◆ WORK TO DO: The complete listing should be restated exactly.

◆ DATA TO PROCESS:
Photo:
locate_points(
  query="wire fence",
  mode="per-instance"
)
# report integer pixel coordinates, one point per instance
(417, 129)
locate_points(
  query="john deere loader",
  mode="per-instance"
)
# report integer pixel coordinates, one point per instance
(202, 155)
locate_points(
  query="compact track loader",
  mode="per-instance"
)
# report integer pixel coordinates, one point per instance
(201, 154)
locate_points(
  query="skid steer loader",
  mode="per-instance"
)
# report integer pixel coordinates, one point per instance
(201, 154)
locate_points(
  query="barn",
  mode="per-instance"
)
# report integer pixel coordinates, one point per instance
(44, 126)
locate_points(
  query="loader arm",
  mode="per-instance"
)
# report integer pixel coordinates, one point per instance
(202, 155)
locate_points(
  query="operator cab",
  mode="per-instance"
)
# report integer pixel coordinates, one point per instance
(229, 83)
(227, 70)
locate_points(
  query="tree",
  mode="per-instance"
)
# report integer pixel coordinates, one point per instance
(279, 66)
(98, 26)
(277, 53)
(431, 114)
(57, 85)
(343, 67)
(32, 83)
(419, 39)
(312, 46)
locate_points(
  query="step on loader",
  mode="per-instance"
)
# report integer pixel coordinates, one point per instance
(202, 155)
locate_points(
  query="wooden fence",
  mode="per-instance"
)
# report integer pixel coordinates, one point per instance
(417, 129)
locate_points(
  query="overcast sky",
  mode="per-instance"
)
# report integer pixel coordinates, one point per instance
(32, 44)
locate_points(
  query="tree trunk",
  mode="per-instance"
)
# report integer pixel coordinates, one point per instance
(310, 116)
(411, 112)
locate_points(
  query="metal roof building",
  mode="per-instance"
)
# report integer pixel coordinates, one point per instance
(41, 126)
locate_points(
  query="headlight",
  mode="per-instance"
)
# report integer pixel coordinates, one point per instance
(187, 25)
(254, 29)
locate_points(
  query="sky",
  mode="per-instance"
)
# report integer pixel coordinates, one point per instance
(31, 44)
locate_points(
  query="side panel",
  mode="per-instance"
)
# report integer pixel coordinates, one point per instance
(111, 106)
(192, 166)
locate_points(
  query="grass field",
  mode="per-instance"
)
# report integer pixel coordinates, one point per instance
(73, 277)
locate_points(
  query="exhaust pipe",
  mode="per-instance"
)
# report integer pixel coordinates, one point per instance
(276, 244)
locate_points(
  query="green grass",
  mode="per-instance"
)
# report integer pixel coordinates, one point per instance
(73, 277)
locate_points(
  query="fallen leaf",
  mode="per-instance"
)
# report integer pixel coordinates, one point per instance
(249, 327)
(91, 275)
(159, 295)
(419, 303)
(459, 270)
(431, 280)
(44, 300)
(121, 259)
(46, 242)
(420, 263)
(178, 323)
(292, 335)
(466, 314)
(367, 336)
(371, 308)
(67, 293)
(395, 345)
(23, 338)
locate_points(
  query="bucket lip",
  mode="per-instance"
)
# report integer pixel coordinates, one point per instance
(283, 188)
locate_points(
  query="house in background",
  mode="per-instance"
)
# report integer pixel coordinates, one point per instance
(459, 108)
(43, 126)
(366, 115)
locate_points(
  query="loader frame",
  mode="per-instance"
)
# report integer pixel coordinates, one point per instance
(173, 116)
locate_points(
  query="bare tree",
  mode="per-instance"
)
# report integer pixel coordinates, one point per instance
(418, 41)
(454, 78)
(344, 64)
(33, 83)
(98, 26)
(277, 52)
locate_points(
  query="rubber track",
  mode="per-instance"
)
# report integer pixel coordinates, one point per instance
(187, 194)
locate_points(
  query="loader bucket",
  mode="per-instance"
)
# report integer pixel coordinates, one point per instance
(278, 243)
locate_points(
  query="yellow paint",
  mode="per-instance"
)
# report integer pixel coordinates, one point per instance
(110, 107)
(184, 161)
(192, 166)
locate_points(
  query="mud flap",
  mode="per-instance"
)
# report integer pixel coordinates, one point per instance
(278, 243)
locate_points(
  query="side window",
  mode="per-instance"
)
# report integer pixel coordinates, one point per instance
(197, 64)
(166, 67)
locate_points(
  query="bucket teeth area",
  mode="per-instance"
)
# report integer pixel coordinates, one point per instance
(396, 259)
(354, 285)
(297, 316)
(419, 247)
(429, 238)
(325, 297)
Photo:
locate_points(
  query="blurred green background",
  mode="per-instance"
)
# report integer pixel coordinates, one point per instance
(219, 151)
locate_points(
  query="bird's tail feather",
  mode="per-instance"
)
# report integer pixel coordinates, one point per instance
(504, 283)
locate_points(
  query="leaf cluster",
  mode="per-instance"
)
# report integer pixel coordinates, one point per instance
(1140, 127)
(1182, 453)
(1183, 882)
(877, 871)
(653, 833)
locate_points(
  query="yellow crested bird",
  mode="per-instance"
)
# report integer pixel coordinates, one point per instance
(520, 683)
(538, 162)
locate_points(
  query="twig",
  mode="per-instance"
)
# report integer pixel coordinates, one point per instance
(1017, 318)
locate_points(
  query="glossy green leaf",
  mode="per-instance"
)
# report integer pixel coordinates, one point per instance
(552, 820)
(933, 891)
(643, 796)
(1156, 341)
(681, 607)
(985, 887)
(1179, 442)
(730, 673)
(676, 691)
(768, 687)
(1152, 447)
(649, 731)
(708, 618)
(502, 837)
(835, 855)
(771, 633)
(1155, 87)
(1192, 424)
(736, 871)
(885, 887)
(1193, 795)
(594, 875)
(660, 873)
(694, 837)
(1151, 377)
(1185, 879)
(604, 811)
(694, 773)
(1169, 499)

◆ CORRECT ANSWER:
Photo:
locate_points(
  query="wire fence",
  mode="per-instance"
)
# report integer pixel coordinates, one point per instance
(417, 129)
locate_points(
  query="john deere loader",
  mode="per-instance"
)
# report integer pixel coordinates, one point per instance
(202, 155)
locate_points(
  query="compact track loader",
  mode="per-instance"
)
# report integer pixel coordinates, one point per instance
(201, 154)
locate_points(
  query="skid steer loader",
  mode="per-instance"
)
# report integer pixel coordinates, one point per instance
(201, 154)
locate_points(
  query="barn",
  mode="per-instance"
)
# report integer pixel coordinates, one point per instance
(44, 126)
locate_points(
  query="loader arm",
  mode="per-instance"
)
# report integer pixel coordinates, one point per instance
(202, 155)
locate_points(
  query="operator cab",
  mode="per-instance"
)
# report integer pixel coordinates, one point per instance
(229, 83)
(227, 70)
locate_points(
  query="tree",
  mode="per-instance"
)
# report integer pixel coordinates, one point per instance
(279, 66)
(98, 26)
(277, 53)
(431, 114)
(57, 85)
(343, 67)
(32, 83)
(419, 39)
(312, 46)
locate_points(
  query="step on loader",
  mode="per-instance"
)
# report integer pixel coordinates, one point per instance
(202, 155)
locate_points(
  query="wooden fence",
  mode="per-instance"
)
# report integer pixel coordinates, one point per instance
(417, 129)
locate_points(
  query="overcast sky",
  mode="per-instance"
)
# report integer pixel coordinates, one point per instance
(32, 44)
locate_points(
  query="tree trunk",
  mode="per-instance"
)
# report integer pixel coordinates, one point per instance
(310, 116)
(411, 112)
locate_points(
  query="metal roof building",
  mode="per-instance"
)
# report integer pixel coordinates, one point per instance
(41, 126)
locate_points(
  query="headlight",
  mode="per-instance"
)
# report integer pixel coordinates, one point per instance
(187, 25)
(254, 29)
locate_points(
  query="sky",
  mode="per-instance"
)
# report integer pixel coordinates, one point per instance
(31, 44)
locate_points(
  query="side panel",
  mode="per-instance"
)
# report integer pixel coordinates, one point per instance
(111, 106)
(192, 166)
locate_points(
  query="grass field",
  mode="per-instance"
)
# report integer pixel coordinates, one point per instance
(73, 277)
locate_points(
  query="exhaust pipe",
  mode="per-instance"
)
# report integer pixel coordinates, one point per instance
(276, 244)
locate_points(
  query="green grass",
  mode="per-instance"
)
# report integer pixel coordinates, one point per instance
(73, 277)
locate_points(
  query="fallen leaf",
  mode="per-instance"
)
# report integer pixel coordinates, one point per instance
(249, 327)
(91, 275)
(159, 295)
(419, 303)
(459, 270)
(431, 280)
(44, 300)
(121, 259)
(46, 242)
(420, 263)
(178, 323)
(292, 335)
(466, 314)
(367, 336)
(371, 308)
(67, 293)
(395, 345)
(23, 338)
locate_points(
  query="bucket lip",
  mode="per-instance"
)
# report integer pixel coordinates, one point per instance
(283, 188)
locate_points(
  query="house in background",
  mode="per-instance"
)
# report integer pixel coordinates, one point per instance
(459, 108)
(43, 126)
(366, 115)
locate_points(
  query="loader frame",
  mode="per-instance"
)
# report integer pixel coordinates, one point per instance
(173, 116)
locate_points(
  query="bare tree",
  mode="per-instance"
)
# report integer pixel coordinates, one point per instance
(418, 41)
(454, 78)
(344, 64)
(33, 83)
(98, 26)
(277, 52)
locate_points(
  query="rubber track",
  mode="per-instance"
)
# report integer pixel coordinates, one point per instance
(187, 194)
locate_points(
  query="loader bucket",
  mode="per-instance"
)
# report integer pixel coordinates, one point per instance
(278, 243)
locate_points(
  query="yellow paint",
  mode="per-instance"
)
# report integer pixel coordinates, one point per instance
(110, 107)
(184, 161)
(192, 166)
locate_points(
  query="mud flap",
  mode="per-instance"
)
# report integer pixel coordinates, one point per instance
(278, 243)
locate_points(
  query="side window",
  mode="per-instance"
)
# report integer pixel coordinates, one point per instance
(197, 64)
(166, 67)
locate_points(
  query="bucket teeth area",
  mode="per-instance"
)
# report integer pixel coordinates, one point per instance
(396, 259)
(354, 285)
(297, 316)
(419, 247)
(429, 238)
(325, 297)
Photo:
locate_points(
  query="blurred green background",
  mode="per-instance"
)
# report integer pixel coordinates, one point per instance
(219, 151)
locate_points(
  query="bird's tail feather",
  mode="per-instance"
)
# report integer pixel coordinates, one point per instance
(504, 283)
locate_points(
  query="leaf cluster",
  mode="per-instance"
)
# report integer pixel coordinates, one point per instance
(1140, 127)
(1182, 453)
(1183, 882)
(877, 871)
(653, 833)
locate_points(
  query="yellow crested bird",
  mode="per-instance"
)
# report integer pixel coordinates, one point per instance
(520, 683)
(538, 162)
locate_points(
  query="twig",
  mode="per-instance"
)
# report integer pixel coordinates, one point per instance
(1017, 318)
locate_points(
  query="glossy green leaf",
  mode="per-instance"
)
# report integer pixel coordinates, one point per instance
(552, 820)
(933, 891)
(643, 796)
(1156, 341)
(681, 607)
(985, 887)
(1179, 442)
(730, 673)
(676, 691)
(768, 687)
(1152, 447)
(649, 731)
(708, 618)
(502, 837)
(835, 855)
(771, 633)
(1155, 87)
(1192, 424)
(736, 871)
(885, 887)
(1193, 795)
(594, 875)
(660, 873)
(694, 837)
(1151, 377)
(1185, 879)
(604, 811)
(694, 773)
(1169, 499)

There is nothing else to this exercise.